> TASK TO COMPLETE:
Copy the data verbatim, beginning at the line containing "Would you be willing to mark the wet" and ending with the line containing "column 1481, row 275", both included.
>>
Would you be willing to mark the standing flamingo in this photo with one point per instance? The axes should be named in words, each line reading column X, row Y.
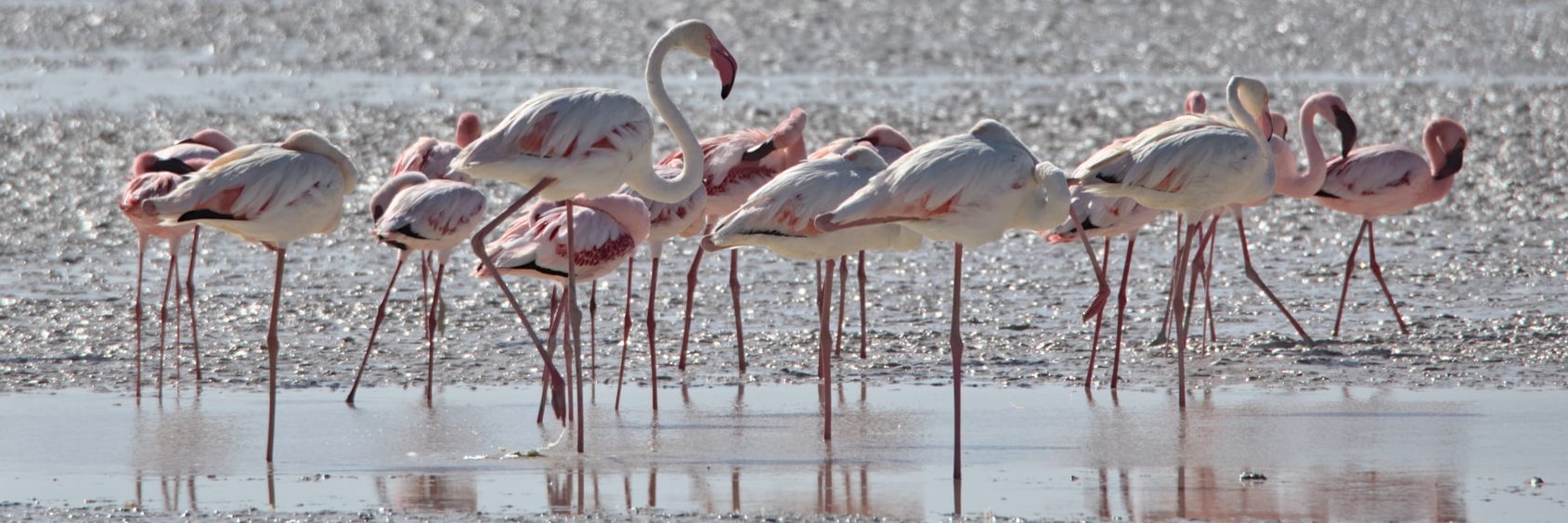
column 963, row 189
column 891, row 145
column 156, row 175
column 414, row 213
column 1383, row 179
column 667, row 220
column 590, row 142
column 1108, row 217
column 734, row 165
column 780, row 216
column 272, row 195
column 1288, row 182
column 605, row 234
column 1192, row 165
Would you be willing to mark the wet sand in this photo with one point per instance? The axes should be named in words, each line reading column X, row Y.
column 1338, row 454
column 1481, row 275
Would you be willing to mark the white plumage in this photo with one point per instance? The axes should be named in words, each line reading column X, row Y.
column 780, row 216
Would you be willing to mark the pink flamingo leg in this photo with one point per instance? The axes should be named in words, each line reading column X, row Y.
column 179, row 291
column 575, row 314
column 844, row 280
column 1179, row 311
column 653, row 352
column 955, row 343
column 1121, row 311
column 734, row 297
column 430, row 334
column 423, row 288
column 1208, row 277
column 554, row 324
column 823, row 359
column 141, row 255
column 190, row 300
column 1170, row 293
column 1251, row 274
column 626, row 332
column 1098, row 305
column 272, row 352
column 685, row 333
column 860, row 275
column 485, row 259
column 375, row 327
column 1094, row 350
column 1377, row 272
column 593, row 341
column 1351, row 266
column 1199, row 268
column 163, row 313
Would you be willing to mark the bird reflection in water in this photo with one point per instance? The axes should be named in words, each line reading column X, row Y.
column 428, row 492
column 1203, row 477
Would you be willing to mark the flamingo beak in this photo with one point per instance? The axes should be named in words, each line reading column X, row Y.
column 1452, row 162
column 761, row 151
column 725, row 63
column 171, row 165
column 1347, row 131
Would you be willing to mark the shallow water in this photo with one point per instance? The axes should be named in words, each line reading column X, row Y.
column 1328, row 454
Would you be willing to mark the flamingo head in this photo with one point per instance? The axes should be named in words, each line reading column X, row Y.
column 1333, row 107
column 149, row 162
column 889, row 142
column 1251, row 93
column 1197, row 104
column 1451, row 138
column 789, row 137
column 468, row 127
column 212, row 138
column 864, row 159
column 1274, row 124
column 382, row 198
column 459, row 177
column 698, row 38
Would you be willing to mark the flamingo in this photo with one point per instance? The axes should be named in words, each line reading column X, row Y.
column 1108, row 217
column 1385, row 179
column 432, row 156
column 590, row 142
column 443, row 214
column 778, row 216
column 605, row 234
column 734, row 165
column 414, row 213
column 1288, row 182
column 156, row 175
column 667, row 220
column 1190, row 165
column 965, row 189
column 889, row 145
column 270, row 195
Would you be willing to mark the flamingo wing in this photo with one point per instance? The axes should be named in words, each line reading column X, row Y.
column 434, row 211
column 253, row 181
column 1164, row 157
column 926, row 182
column 1381, row 172
column 787, row 204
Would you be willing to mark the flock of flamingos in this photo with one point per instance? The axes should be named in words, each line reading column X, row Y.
column 587, row 154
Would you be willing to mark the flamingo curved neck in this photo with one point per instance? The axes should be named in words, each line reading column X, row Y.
<<
> TASK SOLUTION:
Would you be willing to mark the wet sand in this photo with one point per instance? The axes should be named in words, each line reading column X, row Y.
column 1338, row 454
column 1481, row 275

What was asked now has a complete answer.